Quoted text:
⟨

Now that I’m into my second week at MSU, things have calmed down a little. I’ve ploughed through most of the necessary admin, met many of the people I’ll be working with here at CSIS and throughout MSU (although being summer campus is quiet right now – the undergrads are gone and the postgrads are away on their fieldwork), and finally got my apartment into a liveable state. The next few weeks will no doubt be spent really getting my head around what we’re aiming to achieve with this integrated ecological-economic modelling project. For example, during the next month or two I’ll take a trip up to our study area to get a feel for the landscape, see the experimental plots that have been put in place previously, and gain a better understanding regarding the subsequent effects of timber harvesting. Also I plan on meeting and interviewing several key management stakeholders from organisations such as Michigan’s Department of Natural Resources and The Nature Conservancy to get their perspective on the landscape and what they might gain from our work. I’ve also been examining some of the tools that we hope to utilise and build upon, such as the USFS’ Forest Vegetation Simulator.

So whilst I get my head around exactly what this new project is all about, I’ll continue to blog about some of the work coming out of my Phd thesis. I’ve been threatening to do this for a while, and now I really mean it. Specifically, I’ll walk through the later stages of my thesis where I explored the potential of more reflexive forms of model validation – seeing the modelling process as an end in itself, a learning process, rather than a means to an end (i.e. the model) which is then used to ‘predict’ the future. I’ll discuss the philosophy underlying this perspective before re-examining my efforts to engage the model I produced with local stakeholders after the model had been ‘completed’ with their minimal input.

And of course, I’ll throw in the odd comment to let you know how things are going here in this new world I’ve recently landed in. Like my trip to the grey and windswept Lake Michigan at the weekend – I’m going to have to look into this kite-surfing stuff…

Posted on 2007-05-12

PhD pass!

After a gruelling three-and-a-half hour examination yesterday, my examiners Prof. Keith Richards and Prof. Eric Lambin are satisfied that I should be awarded the degree of PhD, subject to three minor amendments!

⟩

Objective: Reproduce the blog post word for word, everything from "After a gruelling" down to "three minor amendments!".

Supplied records:
⟨

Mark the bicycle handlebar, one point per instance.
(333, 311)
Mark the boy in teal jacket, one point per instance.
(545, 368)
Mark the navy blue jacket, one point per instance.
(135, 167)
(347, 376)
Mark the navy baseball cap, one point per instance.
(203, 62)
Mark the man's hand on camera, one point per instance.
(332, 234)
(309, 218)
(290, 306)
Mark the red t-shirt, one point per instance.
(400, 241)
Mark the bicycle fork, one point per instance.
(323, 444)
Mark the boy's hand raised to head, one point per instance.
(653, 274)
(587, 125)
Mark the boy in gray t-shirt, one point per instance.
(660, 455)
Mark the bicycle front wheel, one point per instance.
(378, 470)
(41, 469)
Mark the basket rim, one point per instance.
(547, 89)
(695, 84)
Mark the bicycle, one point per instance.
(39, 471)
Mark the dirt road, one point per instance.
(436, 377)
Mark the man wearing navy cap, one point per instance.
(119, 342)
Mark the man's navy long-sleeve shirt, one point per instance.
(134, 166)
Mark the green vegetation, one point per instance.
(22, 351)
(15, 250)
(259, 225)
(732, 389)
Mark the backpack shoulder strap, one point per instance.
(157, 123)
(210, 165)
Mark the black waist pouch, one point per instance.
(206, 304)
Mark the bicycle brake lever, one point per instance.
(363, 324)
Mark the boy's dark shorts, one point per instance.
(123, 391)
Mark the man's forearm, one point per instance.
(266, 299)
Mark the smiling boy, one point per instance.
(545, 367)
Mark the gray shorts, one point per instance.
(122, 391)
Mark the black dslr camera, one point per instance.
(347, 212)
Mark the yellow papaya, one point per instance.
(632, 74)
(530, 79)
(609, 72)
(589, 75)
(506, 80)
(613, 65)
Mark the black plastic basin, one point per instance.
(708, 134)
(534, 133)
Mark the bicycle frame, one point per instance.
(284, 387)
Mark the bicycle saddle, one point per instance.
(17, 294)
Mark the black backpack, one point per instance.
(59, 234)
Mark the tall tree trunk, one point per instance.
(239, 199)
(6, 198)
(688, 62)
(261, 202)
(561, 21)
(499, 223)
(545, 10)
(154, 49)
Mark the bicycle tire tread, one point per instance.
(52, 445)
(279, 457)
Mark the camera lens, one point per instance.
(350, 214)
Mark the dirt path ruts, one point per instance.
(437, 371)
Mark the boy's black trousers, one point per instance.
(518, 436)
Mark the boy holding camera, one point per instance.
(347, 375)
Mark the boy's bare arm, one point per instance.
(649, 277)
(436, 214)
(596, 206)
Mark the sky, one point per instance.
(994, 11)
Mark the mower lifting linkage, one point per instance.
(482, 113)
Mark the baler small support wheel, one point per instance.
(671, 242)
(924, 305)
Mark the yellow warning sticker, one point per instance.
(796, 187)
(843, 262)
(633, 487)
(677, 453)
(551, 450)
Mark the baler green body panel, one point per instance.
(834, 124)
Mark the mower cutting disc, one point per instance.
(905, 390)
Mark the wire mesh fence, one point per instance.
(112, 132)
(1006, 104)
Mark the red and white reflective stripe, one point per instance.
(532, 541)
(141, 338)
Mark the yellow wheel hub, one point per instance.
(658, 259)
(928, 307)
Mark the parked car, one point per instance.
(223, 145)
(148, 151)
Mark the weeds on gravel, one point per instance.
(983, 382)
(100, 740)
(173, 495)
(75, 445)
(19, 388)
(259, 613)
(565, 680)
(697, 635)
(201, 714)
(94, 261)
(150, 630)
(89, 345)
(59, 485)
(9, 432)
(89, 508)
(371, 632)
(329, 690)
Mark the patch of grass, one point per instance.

⟩

Output of the task:
After a gruelling three-and-a-half hour examination yesterday, my examiners Prof. Keith Richards and Prof. Eric Lambin are satisfied that I should be awarded the degree of PhD, subject to three minor amendments!